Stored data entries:
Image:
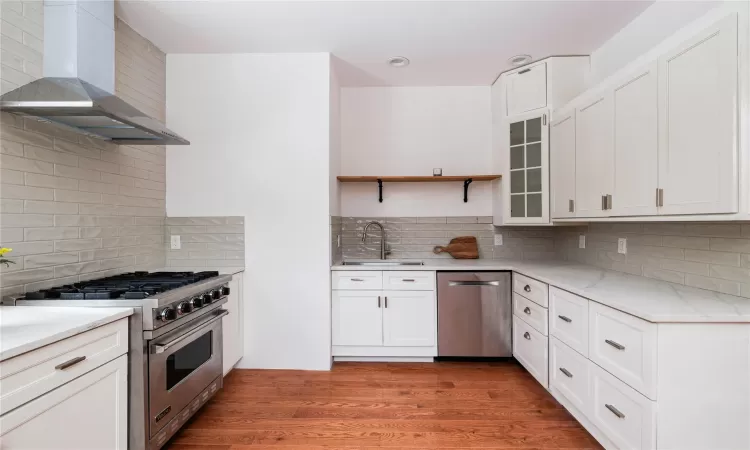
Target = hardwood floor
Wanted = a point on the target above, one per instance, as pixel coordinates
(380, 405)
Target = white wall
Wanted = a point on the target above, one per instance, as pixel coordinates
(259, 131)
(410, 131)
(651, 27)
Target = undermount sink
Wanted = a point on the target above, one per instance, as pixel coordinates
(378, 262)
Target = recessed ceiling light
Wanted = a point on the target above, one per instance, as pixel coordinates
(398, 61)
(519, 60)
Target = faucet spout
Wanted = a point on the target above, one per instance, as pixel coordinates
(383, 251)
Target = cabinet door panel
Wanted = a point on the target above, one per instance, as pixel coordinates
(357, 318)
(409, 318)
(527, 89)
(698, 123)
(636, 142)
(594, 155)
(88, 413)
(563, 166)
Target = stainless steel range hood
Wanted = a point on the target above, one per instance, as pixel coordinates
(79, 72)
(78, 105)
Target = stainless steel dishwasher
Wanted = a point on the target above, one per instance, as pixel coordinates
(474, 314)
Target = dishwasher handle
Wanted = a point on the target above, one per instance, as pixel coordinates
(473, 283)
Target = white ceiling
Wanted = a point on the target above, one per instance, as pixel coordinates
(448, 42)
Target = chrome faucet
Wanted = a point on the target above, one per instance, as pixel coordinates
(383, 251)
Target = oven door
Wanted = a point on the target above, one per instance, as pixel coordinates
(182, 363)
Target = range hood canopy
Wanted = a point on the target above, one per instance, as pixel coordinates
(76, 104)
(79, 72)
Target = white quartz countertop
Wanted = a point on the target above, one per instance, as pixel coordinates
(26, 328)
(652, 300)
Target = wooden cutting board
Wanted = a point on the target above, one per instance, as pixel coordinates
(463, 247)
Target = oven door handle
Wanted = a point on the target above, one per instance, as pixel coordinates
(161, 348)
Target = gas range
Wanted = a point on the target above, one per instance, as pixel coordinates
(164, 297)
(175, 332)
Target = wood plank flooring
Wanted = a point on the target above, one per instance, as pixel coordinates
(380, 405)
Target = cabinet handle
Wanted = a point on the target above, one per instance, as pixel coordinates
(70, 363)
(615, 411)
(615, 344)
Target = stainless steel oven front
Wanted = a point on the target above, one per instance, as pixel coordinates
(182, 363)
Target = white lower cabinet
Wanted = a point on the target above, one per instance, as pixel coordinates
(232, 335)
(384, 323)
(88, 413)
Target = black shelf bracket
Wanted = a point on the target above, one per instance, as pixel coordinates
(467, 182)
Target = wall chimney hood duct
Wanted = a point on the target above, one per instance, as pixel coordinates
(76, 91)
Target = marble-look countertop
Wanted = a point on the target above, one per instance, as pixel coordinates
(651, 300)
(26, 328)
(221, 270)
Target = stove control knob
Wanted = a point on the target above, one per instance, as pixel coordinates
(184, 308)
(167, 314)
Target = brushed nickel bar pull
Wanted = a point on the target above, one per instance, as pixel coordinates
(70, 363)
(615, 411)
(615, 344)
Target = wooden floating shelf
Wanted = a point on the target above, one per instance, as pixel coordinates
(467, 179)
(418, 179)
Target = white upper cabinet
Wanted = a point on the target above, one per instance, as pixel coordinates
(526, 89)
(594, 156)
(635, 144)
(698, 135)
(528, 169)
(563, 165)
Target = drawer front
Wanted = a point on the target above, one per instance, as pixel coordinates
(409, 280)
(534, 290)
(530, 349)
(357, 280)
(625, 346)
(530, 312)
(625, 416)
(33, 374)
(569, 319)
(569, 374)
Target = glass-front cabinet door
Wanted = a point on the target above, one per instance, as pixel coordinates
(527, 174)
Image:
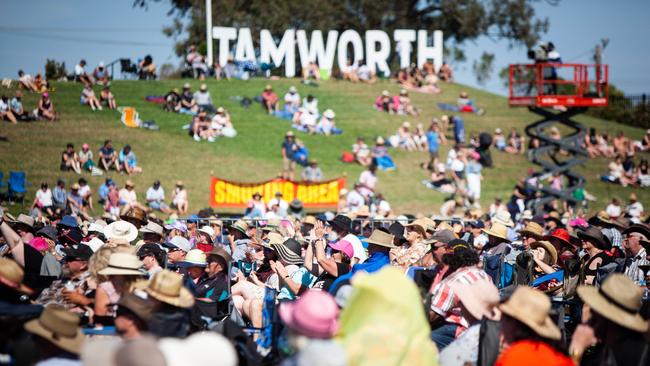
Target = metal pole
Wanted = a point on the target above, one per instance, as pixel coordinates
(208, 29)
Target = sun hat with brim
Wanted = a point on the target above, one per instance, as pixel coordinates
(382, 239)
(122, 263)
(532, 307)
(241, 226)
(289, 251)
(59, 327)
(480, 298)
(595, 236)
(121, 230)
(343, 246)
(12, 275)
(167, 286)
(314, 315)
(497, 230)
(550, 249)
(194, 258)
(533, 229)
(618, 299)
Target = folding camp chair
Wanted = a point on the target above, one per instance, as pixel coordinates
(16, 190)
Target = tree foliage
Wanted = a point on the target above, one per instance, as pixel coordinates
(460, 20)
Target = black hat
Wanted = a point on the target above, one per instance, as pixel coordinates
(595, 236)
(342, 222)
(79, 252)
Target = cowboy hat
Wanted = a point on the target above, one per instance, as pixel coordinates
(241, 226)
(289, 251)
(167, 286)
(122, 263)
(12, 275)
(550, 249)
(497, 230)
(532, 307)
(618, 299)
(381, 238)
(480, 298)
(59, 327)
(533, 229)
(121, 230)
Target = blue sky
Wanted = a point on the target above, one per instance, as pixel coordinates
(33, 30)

**WRITTEN EXERCISE:** Output every entry verbatim. Pictures do not belong in the copy.

**COMPLETE OUTPUT:**
Image:
Target = hardwood floor
Wanted = a point on the target above, one per instance, as pixel coordinates
(380, 405)
Target = white wall
Wanted = a point on the target above, one per instance, as pixel coordinates
(259, 131)
(410, 131)
(651, 27)
Target = undermount sink
Wanted = a point on the target above, one per instance, as pixel coordinates
(378, 262)
Target = recessed ceiling light
Wanted = a point on the target above, one per instance, as pixel coordinates
(398, 61)
(519, 60)
Target = faucet spout
Wanted = a point on the target above, one per instance, as pixel coordinates
(383, 251)
Target = cabinet door panel
Wanted = a point on the target above, one per instance, as pixel coordinates
(357, 318)
(409, 318)
(527, 89)
(698, 123)
(636, 142)
(594, 155)
(88, 413)
(563, 166)
Target = stainless steel range hood
Wanted = a point on the target above, one per instance, as pixel coordinates
(79, 72)
(78, 105)
Target = stainless steel dishwasher
Wanted = a point on the target above, one per instance, as pixel coordinates
(474, 314)
Target = dishwasher handle
Wanted = a point on the target above, one per instance, as pixel coordinates
(473, 283)
Target = white ceiling
Wanted = a point on the target above, one per instance, as pixel coordinates
(448, 42)
Target = chrome faucet
Wanted = a point on the target above, one per instance, as pixel coordinates
(383, 251)
Target = oven door
Wanted = a point on the target above, one per instance, as pixel coordinates
(182, 363)
Target = range hood canopy
Wanted = a point on the target above, one per instance, as pixel coordinates
(76, 104)
(79, 72)
Target = white quartz countertop
Wanted = a point on the target above, one per instance, as pixel coordinates
(26, 328)
(652, 300)
Target = wooden cutting board
Wanted = a point on the target above, one per instance, as pixel coordinates
(463, 247)
Target = oven door handle
Wanted = a point on the target above, one per instance, as pixel coordinates
(161, 348)
Target = gas range
Wanted = a point on the target above, one per instance, as pixel coordinates
(164, 297)
(175, 332)
Target = wood plank flooring
Wanted = a point on the target above, one per instance, as pixel coordinates
(380, 405)
Target = cabinet handle
Wanted = a point on the target above, one per instance, as pixel coordinates
(70, 363)
(615, 411)
(615, 344)
Target = stainless steel oven front
Wanted = a point on the target above, one per instance, as pixel coordinates
(182, 363)
Target = white lower cabinet
Wanted = a point on the target above, one per instance, as pixel coordinates
(232, 335)
(384, 323)
(88, 413)
Target = black shelf bracket
Wanted = a point on the target above, one per instance, as pixel coordinates
(467, 182)
Target = wall chimney hood duct
Wanted = a point on the target above, one per instance, as pixel coordinates
(76, 91)
Target = marble-look countertop
Wanted = a point on the target above, one per instance, as pixel coordinates
(651, 300)
(26, 328)
(221, 270)
Target = stove control knob
Wanted = a point on the target above, one per instance, as pixel coordinates
(184, 308)
(167, 314)
Target = brushed nickel bar pull
Wanted = a point on the target above, one per instance, as pixel coordinates
(70, 363)
(615, 411)
(615, 344)
Target = wooden floating shelf
Wanted = a point on the target above, one per instance, as pixel coordinates
(467, 179)
(418, 179)
Target = white upper cabinet
Wanted = a point on the target above, one per instance, as pixel coordinates
(526, 89)
(594, 156)
(635, 144)
(698, 135)
(528, 169)
(563, 165)
Target = drawer front
Wanted = a point on the target above, one per instance, as pixel coordinates
(409, 280)
(534, 290)
(530, 349)
(357, 280)
(625, 346)
(530, 312)
(625, 416)
(33, 374)
(569, 319)
(569, 374)
Target = glass-front cabinet door
Wanted = a point on the target above, one per instance, as pixel coordinates
(527, 174)
Image:
Target = metal pole
Wanted = a point on the target above, one per instance, as pixel coordinates
(208, 29)
Target = sun hat with brim
Wanted = a point on the target above, one per instance, as pixel coordinates
(382, 239)
(122, 263)
(532, 307)
(241, 226)
(289, 251)
(59, 327)
(480, 298)
(595, 236)
(121, 230)
(343, 246)
(12, 275)
(167, 286)
(314, 315)
(497, 230)
(550, 249)
(194, 258)
(533, 229)
(618, 299)
Target = folding camp chair
Wanted = a point on the target above, one per instance, as pixel coordinates
(16, 190)
Target = tree foliage
Wanted = a point on the target above, one per instance, as pixel coordinates
(460, 20)
Target = black hat
Wanted = a point on the target above, one per instance, as pixel coordinates
(595, 236)
(342, 222)
(79, 252)
Target = cowboy hat
Wanted = a point on the target above, one per instance, as pixel coordinates
(241, 226)
(289, 251)
(167, 286)
(122, 263)
(12, 275)
(550, 249)
(497, 230)
(532, 307)
(618, 299)
(381, 238)
(480, 298)
(59, 327)
(533, 229)
(121, 230)
Target = blue sky
Wanted = a point on the target above, one per instance, as pixel coordinates
(33, 30)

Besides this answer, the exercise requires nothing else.